— Exercise details —
Your response should contain every line from the data below that holds the string "people".

[Records drawn from a dataset]
:::::

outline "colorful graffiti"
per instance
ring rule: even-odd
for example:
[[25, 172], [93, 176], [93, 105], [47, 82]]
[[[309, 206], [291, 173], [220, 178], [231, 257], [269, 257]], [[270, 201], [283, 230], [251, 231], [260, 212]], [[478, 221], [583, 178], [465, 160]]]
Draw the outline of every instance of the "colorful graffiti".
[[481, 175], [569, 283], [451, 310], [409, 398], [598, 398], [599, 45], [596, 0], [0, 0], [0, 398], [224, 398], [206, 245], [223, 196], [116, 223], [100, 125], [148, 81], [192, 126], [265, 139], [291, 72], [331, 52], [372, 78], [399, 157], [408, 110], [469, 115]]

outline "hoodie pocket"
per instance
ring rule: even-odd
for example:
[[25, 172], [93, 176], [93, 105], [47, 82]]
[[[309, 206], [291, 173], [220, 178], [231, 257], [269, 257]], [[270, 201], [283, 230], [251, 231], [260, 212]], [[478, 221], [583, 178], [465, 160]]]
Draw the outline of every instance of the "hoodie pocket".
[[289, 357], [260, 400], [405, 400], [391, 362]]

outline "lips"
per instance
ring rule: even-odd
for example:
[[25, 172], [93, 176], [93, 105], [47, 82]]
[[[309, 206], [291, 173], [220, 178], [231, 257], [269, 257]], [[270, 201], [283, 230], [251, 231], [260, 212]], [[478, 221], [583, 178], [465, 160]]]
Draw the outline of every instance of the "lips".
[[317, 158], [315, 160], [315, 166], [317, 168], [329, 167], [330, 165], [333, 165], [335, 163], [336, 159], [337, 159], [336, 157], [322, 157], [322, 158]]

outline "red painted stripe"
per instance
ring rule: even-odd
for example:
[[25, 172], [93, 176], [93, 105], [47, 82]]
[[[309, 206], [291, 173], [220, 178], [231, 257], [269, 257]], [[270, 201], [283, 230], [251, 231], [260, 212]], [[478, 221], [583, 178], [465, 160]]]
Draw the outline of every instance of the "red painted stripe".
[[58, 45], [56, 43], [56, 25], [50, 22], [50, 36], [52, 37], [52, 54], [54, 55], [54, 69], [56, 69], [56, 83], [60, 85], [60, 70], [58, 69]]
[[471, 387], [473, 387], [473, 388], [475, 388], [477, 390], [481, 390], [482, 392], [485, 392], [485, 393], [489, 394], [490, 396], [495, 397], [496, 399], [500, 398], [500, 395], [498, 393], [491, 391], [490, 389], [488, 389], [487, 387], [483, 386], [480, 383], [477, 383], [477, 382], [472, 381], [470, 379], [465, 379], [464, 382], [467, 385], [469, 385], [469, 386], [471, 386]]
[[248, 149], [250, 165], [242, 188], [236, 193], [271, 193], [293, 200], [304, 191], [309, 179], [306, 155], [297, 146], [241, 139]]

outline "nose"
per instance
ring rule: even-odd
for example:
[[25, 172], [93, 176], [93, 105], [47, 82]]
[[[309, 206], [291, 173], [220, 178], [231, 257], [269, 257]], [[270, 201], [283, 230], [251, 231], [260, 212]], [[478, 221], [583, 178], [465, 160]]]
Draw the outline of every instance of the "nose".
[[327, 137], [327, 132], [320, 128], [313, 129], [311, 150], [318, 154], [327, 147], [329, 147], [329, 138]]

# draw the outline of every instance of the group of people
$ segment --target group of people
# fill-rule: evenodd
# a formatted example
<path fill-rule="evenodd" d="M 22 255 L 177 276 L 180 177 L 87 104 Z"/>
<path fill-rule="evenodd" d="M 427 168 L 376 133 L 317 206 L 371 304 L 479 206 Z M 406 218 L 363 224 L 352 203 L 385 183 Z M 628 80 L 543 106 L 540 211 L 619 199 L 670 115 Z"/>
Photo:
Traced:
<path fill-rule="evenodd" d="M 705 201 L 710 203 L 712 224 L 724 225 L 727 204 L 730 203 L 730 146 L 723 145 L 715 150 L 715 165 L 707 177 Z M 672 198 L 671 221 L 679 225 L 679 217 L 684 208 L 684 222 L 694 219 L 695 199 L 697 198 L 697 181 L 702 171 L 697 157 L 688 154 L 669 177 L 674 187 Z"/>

:::::

— Result of this task —
# draw the outline of every instance of the group of people
$ segment --target group of people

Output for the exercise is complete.